Document section:
The receiving side includes a means for conducting error correction decoding processing on the information data which has been received, on the basis of error correction code formed of the shortened Reed-Solomon code over GF(2.sup.8) added to the information data and thereby reproducing the information data.
(24) An information data transmitting apparatus includes: an error detection code addition means for adding an error detection code to first information data to be transmitted and outputting second information data; an error correction encoding means for encoding the second information data output from the error detection code addition means, by using an error correction code formed of a shortened Reed-Solomon code over GF(2.sup.8) and outputting third information data; and a header addition means for adding a control header having control information representing a transmission form of the information data inserted therein to the third information data output from the error correction encoding means.
In the configuration of (23) and (24), the information data can be effectively protected from burst errors by using a Reed-Solomon code. In addition, since a-shortened Reed-Solomon code is used, the configuration can be applied to variable-length Reed-Solomon code as well. Furthermore, by using a Reed-Solomon code over GF(2.sup.8), error correction encoding and decoding processing while taking 8 bits as the unit becomes possible. As a result, the conformity with H.223 which is an existing scheme can be ensured.
(25) In a receiving apparatus for communicating with a transmitting apparatus, the transmitting apparatus generating a first parity signal formed of arbitrary elements according to a first encoding rule with respect to a transmitting signal formed of an arbitrary number of elements, generating a second parity signal formed of an arbitrary number of elements according to a second encoding rule with respect to at least a part of the transmitting signal and the first parity signal, and generating and transmitting a transmitting encoded signal by combining the transmitting signal and the first and second parity signals,
the receiving apparatus includes: a means for receiving the transmitting encoded signal and outputting a received encoded signal including the first and second parity signals; a first decoding means for conducting most likelihood decoding on the received encoded signal including the first parity signal; a second decoding means for conducting most likelihood decoding on a received encoded signal including the first parity signal; a second decoding means for conducting most likelihood decoding on a received encoded signal including the second parity signal; and a means for calculating distance values respectively between decoded signals obtained by the first and second decoding means and the received signal, and reproducing the transmitting encoded signal on the basis of the decoded signal corresponding to a shorter distance.

The problem: Reproduce word for word the portion of the error-correction coding excerpt above, starting with "The receiving side" and going on through "the information data.".

Collected material:
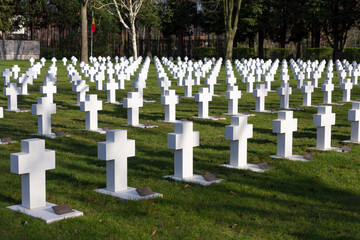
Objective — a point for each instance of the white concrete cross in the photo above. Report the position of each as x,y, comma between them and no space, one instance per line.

The response:
The receiving side includes a means for conducting error correction decoding processing on the information data which has been received, on the basis of error correction code formed of the shortened Reed-Solomon code over GF(2.sup.8) added to the information data and thereby reproducing the information data.